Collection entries
###

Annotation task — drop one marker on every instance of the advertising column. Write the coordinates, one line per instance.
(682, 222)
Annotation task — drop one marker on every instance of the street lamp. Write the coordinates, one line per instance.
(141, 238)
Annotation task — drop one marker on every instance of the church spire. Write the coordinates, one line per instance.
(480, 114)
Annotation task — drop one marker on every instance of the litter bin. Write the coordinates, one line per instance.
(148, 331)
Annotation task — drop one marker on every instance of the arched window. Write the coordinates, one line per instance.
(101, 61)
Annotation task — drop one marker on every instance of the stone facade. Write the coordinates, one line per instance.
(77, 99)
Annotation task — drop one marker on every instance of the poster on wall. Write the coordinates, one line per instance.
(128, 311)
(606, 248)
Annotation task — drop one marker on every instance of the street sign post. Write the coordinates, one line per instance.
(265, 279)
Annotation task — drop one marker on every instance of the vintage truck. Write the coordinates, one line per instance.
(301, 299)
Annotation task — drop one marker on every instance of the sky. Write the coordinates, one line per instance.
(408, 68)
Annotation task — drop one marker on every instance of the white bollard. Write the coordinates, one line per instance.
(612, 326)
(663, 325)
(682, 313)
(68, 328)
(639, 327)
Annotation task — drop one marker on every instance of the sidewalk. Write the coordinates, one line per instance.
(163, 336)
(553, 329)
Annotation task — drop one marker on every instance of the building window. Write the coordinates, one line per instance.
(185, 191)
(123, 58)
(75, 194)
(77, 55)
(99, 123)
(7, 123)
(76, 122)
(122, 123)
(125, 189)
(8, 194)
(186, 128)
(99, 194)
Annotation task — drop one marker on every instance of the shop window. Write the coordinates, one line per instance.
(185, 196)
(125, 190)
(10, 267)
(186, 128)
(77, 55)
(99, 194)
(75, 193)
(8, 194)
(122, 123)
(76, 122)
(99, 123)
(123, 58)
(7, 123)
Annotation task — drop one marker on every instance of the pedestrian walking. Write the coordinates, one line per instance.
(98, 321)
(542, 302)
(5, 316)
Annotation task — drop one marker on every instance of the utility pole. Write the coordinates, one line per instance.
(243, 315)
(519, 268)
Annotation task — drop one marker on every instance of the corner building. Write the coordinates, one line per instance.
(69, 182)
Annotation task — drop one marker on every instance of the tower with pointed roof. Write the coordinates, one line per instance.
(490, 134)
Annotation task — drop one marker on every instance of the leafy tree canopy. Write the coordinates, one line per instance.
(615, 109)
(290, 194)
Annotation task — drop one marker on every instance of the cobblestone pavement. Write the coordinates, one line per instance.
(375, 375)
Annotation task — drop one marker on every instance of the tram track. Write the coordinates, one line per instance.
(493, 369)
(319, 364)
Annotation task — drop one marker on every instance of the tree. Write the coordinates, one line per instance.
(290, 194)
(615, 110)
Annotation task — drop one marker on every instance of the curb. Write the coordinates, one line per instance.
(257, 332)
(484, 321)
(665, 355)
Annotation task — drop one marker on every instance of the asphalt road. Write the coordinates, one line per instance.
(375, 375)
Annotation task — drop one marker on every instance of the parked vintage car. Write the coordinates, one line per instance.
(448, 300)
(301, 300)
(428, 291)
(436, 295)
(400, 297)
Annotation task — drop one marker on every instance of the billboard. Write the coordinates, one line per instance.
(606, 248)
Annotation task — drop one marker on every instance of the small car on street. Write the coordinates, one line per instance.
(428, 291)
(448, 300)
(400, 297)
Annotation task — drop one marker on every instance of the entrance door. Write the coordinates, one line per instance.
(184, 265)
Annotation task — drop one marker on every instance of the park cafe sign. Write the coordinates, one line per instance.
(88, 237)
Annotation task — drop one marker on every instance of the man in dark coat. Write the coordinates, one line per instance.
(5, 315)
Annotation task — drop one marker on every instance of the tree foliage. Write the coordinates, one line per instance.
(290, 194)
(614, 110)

###

What you need to do: Retype the entries one by one, exactly.

Output for this exercise:
Annotation task — drop one marker on every instance of the advertising column. Write the coordinates, one line per instance.
(682, 222)
Annotation task — drop one marker on every instance of the street lamp. Write the coordinates, one line per instance.
(141, 238)
Annotation task — drop one marker on every instance of the church spire. Write the coordinates, one line per instance.
(480, 114)
Annotation task — drop one marker on every instance of the litter bin. Write the coordinates, one line per instance.
(148, 331)
Annotation task — drop one marker on every instance of the arched window. Write the coordinates, one line per instance.
(101, 61)
Annotation task — drop one marker on every instance of the stone facade. Write the coordinates, one line per instance.
(77, 99)
Annotation task — drop one marker on every instance of the poster on wall. Write the coordinates, one line per instance.
(128, 311)
(606, 248)
Annotation task — drop one marker on every instance of the street sign post. Write the coordinates, one line per instance.
(265, 279)
Annotation task — drop one marker on every instance of the vintage truck. Write the coordinates, one line per instance.
(301, 299)
Annotation task — drop one marker on every instance of the sky. Write the coordinates, one line per instance.
(408, 68)
Annotation task — drop one marker on every instance of the white bollard. Write the coordinates, one line per instance.
(612, 326)
(663, 325)
(682, 313)
(68, 328)
(639, 327)
Annotation task — drop one marker on every instance of the sidewalk. Write the coordinates, one line per instance.
(163, 336)
(553, 329)
Annotation task — drop one marker on every instance of the building window. Write the coordinates, one line per instance.
(185, 191)
(123, 58)
(75, 194)
(77, 55)
(99, 123)
(7, 123)
(76, 122)
(122, 123)
(125, 189)
(8, 194)
(186, 128)
(99, 194)
Annotation task — drop one marker on every instance of the shop window. Write the coordinates, one line per instance.
(185, 196)
(125, 190)
(10, 267)
(186, 128)
(77, 55)
(99, 194)
(75, 193)
(8, 194)
(122, 123)
(76, 122)
(99, 123)
(123, 58)
(7, 123)
Annotation task — drop one marker on every instance of the pedestrian walking. Write the coordinates, one line per instance.
(98, 321)
(542, 302)
(5, 316)
Annotation task — drop one marker on every instance of the utility pole. Write the coordinates, one line per instance.
(243, 315)
(519, 268)
Annotation task — drop one marker on every instance of the corner building. Write the coordinates, one line per instance.
(69, 182)
Annotation task — drop one marker on every instance of the tower with pointed roof. Write the coordinates, one line per instance.
(490, 134)
Annotation task — drop one marker on every instance of the leafy tree canopy. Write the coordinates, one line per instance.
(615, 109)
(290, 194)
Annotation task — drop one marker on every instance of the cobblestone pavement. Write the coordinates, one line per instance.
(375, 375)
Annotation task — drop one marker on every instance of the tram track. Write the coordinates, one line per instance.
(493, 369)
(319, 364)
Annotation task — drop one marker on every instance of the tree. Write the coordinates, one line per instance.
(290, 194)
(615, 110)
Annotation task — drop one marker on every instance of the curb. Write the coordinates, one line per instance.
(257, 332)
(484, 321)
(665, 355)
Annotation task — drop one marker on every instance of the asphalt road. Write the coordinates, one line per instance.
(375, 375)
Annotation task — drop one marker on every instance of the parked vintage car. Write the coordinates, one line per instance.
(448, 300)
(301, 300)
(428, 291)
(436, 295)
(400, 297)
Annotation task — drop one marker on every instance of the billboard. Write the coordinates, one line per instance.
(606, 248)
Annotation task — drop one marker on every instance of the small car on street. Write the coordinates, one line per instance.
(428, 291)
(448, 300)
(400, 297)
Annotation task — drop one marker on every instance of the entrance door. Write the coordinates, one line per instance.
(184, 265)
Annotation task — drop one marker on every instance of the park cafe sign. Write the coordinates, one line per instance.
(88, 237)
Annotation task — drop one marker on every instance of the man in dark coat. Write the coordinates, one line per instance.
(5, 315)
Annotation task — drop one marker on every instance of the tree foliage. Write the coordinates, one line per instance.
(290, 194)
(614, 110)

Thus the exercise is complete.